▸ What to do
Count the lines in the material below that contain the string "sprinkle", and give only the number.

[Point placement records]

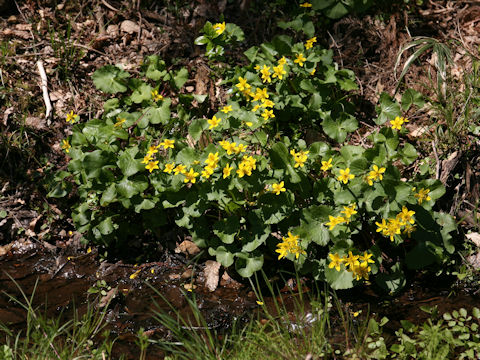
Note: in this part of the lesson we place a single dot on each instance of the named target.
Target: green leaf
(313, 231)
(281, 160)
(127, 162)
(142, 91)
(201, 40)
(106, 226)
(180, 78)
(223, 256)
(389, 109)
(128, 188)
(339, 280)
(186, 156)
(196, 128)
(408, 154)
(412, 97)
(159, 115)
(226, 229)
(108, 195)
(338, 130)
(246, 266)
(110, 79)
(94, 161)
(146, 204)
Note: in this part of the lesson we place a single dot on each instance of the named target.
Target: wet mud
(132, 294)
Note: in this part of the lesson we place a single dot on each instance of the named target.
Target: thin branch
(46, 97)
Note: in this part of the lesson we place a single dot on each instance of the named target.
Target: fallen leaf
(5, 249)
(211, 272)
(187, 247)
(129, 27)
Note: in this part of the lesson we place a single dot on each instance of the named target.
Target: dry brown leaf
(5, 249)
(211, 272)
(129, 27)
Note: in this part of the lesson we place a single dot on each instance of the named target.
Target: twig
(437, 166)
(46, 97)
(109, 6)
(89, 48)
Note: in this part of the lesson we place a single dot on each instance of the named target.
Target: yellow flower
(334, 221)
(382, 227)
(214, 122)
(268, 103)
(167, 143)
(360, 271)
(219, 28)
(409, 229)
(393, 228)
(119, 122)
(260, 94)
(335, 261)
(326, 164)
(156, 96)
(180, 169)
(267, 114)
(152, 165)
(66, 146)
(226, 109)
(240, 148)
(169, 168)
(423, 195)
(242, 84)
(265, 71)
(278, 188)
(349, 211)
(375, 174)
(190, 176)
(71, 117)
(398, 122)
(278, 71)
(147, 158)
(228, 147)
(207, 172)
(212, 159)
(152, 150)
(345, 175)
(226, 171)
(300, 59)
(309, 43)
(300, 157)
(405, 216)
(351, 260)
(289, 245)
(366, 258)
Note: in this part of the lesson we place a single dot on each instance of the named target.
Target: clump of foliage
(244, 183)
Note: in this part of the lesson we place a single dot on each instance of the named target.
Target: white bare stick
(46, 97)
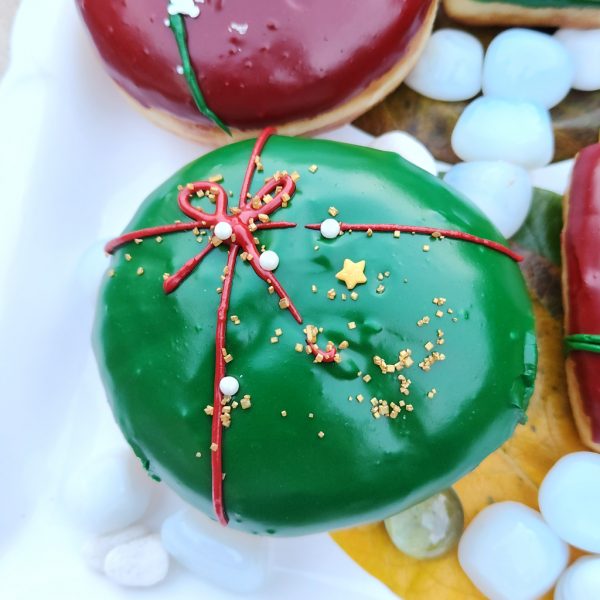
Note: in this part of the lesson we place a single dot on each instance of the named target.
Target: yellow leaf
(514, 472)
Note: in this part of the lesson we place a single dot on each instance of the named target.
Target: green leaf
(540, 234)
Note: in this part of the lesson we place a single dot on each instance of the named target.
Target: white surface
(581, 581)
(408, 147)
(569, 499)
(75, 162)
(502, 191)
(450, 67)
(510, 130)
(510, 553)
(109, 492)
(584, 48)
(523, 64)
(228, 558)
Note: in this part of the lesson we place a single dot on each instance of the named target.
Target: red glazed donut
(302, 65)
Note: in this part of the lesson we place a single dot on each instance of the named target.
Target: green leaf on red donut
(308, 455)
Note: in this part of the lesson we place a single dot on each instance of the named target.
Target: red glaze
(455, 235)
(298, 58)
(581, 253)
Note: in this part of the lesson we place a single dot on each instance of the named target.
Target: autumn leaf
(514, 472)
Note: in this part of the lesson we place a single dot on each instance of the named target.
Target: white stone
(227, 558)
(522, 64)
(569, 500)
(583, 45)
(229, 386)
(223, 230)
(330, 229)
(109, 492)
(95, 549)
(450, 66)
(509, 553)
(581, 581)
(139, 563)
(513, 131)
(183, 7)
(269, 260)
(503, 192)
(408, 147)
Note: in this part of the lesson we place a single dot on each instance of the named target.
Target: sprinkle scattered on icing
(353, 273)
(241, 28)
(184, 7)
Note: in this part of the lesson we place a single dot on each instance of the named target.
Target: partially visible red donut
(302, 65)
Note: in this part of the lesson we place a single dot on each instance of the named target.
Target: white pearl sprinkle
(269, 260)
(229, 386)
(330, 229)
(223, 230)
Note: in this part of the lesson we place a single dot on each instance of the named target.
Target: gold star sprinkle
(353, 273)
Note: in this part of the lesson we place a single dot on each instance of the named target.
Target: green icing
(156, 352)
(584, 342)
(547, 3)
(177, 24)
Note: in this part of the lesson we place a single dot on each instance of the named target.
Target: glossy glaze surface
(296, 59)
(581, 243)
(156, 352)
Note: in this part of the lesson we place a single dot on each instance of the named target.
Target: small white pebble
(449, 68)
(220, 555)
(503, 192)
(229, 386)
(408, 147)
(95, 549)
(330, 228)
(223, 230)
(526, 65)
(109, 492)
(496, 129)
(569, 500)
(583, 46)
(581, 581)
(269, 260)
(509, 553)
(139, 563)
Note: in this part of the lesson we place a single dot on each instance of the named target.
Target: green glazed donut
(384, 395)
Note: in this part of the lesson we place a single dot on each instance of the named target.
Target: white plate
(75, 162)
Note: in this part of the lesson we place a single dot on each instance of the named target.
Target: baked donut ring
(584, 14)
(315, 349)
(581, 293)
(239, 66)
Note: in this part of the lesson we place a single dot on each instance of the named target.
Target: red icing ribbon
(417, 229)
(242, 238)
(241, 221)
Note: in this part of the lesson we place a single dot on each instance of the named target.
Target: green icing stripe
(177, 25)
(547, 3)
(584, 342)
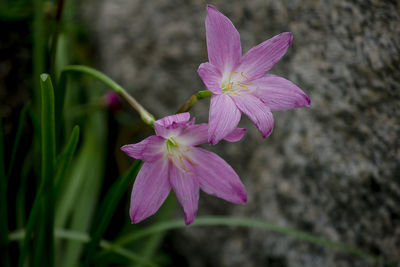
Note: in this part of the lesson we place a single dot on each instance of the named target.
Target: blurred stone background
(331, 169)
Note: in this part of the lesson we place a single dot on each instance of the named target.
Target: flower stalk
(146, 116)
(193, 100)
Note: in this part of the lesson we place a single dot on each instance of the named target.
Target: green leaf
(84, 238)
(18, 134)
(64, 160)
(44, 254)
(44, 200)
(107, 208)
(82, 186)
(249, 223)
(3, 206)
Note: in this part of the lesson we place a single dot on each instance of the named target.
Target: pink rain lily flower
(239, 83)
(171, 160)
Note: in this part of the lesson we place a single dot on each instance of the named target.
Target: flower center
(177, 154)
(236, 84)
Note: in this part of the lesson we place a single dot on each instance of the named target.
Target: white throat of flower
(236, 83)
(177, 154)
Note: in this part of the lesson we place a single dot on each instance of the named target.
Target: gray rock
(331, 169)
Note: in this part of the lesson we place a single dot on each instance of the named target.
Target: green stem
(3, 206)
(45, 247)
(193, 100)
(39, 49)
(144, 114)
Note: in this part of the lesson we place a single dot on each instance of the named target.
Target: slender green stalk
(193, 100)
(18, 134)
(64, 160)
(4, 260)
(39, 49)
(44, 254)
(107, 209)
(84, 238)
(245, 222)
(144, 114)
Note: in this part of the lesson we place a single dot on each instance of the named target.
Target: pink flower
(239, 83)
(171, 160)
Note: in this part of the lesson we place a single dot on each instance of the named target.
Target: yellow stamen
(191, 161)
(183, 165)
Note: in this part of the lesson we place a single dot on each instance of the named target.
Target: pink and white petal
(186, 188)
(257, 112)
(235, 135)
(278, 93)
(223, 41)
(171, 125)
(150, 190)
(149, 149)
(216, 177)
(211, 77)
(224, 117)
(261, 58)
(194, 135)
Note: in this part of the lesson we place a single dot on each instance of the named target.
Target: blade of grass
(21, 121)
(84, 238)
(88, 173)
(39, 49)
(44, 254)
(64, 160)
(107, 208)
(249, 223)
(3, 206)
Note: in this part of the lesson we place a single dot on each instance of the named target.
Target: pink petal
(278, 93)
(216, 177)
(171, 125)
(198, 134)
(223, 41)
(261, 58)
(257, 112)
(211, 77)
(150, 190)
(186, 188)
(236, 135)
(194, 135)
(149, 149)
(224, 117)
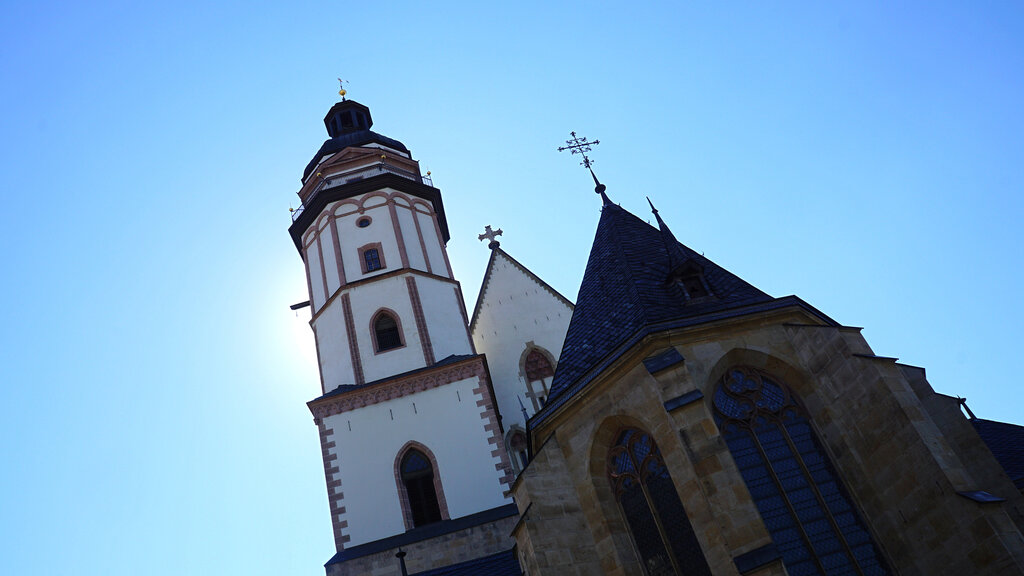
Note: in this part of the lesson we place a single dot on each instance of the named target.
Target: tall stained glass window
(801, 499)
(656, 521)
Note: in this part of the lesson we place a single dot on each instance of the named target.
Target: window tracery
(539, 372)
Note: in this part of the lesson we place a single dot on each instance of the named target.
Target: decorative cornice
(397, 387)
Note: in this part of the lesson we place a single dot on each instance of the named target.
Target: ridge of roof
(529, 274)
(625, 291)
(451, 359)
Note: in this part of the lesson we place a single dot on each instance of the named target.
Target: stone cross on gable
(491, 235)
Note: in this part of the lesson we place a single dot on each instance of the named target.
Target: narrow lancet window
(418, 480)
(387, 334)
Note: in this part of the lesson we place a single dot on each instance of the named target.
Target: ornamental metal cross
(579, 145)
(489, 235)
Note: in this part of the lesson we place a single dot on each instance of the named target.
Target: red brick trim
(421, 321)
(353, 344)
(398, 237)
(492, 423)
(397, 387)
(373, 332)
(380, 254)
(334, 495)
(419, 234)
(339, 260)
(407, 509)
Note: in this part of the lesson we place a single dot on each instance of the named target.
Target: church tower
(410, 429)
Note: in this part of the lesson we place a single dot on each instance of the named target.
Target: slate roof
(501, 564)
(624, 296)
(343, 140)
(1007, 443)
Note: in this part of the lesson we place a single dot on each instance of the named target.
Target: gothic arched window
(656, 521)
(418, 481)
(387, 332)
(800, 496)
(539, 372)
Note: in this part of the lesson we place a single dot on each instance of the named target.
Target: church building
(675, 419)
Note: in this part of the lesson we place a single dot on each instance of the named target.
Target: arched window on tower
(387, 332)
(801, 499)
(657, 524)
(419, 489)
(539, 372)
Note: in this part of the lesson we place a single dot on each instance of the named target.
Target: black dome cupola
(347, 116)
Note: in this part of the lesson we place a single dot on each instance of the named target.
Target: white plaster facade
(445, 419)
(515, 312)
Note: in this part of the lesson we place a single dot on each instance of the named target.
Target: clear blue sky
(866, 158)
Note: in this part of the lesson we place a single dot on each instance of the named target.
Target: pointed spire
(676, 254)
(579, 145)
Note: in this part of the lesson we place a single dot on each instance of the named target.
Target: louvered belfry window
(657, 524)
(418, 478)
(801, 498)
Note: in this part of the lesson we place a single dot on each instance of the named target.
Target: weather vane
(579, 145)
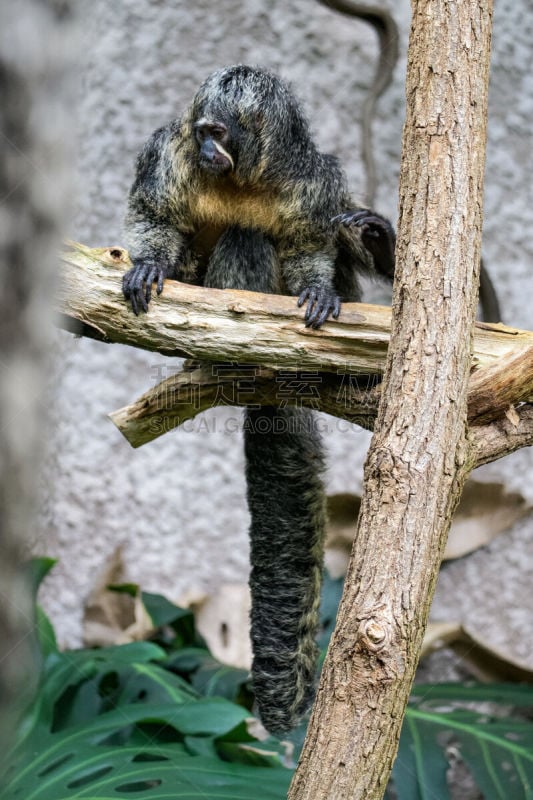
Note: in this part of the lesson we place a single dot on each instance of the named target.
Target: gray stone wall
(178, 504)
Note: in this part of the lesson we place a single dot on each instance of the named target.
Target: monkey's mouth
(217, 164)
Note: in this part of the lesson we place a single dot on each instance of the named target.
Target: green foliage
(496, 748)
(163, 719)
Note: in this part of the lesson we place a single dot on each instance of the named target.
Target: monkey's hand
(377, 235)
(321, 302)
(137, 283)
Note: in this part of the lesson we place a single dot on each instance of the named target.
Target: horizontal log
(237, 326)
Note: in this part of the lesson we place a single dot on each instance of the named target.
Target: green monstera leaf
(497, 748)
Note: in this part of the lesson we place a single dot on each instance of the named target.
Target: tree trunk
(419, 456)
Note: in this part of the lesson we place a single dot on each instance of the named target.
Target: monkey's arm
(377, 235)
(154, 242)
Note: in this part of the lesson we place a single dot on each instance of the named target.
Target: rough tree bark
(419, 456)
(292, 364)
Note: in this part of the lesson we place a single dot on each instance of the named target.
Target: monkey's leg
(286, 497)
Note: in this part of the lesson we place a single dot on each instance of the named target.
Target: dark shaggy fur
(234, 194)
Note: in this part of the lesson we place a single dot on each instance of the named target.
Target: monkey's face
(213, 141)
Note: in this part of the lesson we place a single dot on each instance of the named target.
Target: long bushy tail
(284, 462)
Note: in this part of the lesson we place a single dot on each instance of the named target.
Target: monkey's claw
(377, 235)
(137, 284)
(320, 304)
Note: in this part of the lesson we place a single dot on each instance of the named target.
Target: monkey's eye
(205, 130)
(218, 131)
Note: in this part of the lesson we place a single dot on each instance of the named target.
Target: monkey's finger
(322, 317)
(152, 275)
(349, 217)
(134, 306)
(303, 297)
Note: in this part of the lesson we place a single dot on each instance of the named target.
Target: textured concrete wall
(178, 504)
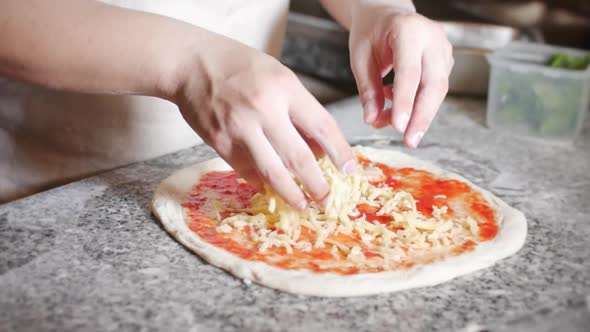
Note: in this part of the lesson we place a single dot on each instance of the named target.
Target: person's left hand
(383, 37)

▸ Problem solution
3